[WORK TO COMPLETE]
Exact repetition, please: start with the line where "Target: spectator" appears and stop after the final line of the records.

[RECORDS FOR THE EXERCISE]

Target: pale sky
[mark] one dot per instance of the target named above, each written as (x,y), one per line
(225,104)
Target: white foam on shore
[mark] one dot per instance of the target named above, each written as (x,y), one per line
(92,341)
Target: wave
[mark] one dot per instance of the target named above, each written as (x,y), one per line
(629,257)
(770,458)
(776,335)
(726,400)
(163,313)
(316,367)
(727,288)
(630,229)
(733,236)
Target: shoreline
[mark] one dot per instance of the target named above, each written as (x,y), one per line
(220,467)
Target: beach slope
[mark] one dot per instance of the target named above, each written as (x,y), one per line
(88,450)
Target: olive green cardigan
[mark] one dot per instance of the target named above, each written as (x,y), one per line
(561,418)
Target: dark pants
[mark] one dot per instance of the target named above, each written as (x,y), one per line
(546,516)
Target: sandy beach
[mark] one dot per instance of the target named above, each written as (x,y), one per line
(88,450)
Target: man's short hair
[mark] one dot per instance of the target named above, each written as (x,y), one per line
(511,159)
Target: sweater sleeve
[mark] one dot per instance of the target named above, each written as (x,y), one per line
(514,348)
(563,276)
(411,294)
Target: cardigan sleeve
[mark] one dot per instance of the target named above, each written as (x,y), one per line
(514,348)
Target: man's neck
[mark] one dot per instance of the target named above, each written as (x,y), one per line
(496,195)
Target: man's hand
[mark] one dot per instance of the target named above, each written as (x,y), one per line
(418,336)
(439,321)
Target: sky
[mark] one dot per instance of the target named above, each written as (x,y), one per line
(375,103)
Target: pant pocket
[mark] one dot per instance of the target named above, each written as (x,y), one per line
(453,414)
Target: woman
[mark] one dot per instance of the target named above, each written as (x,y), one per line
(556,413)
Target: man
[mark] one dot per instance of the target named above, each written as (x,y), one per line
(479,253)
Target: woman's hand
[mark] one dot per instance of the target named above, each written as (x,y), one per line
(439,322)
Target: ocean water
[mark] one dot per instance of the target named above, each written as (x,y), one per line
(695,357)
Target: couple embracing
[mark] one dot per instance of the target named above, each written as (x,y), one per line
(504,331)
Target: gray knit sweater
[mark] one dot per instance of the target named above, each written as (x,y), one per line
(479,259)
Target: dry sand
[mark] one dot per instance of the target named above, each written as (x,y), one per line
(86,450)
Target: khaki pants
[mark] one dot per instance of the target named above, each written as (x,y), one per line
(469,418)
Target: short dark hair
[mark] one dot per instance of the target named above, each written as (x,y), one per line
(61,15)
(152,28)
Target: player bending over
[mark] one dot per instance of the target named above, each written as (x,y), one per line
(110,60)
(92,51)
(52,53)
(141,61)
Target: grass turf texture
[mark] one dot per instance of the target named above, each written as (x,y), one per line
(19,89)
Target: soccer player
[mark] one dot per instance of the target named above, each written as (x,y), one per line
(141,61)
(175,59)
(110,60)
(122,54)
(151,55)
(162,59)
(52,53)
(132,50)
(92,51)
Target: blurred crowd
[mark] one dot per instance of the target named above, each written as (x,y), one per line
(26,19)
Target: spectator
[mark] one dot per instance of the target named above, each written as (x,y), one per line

[COMPLETED TASK]
Target: spectator
[mark] one dot per instance of the target named above, each written as (x,y), one per line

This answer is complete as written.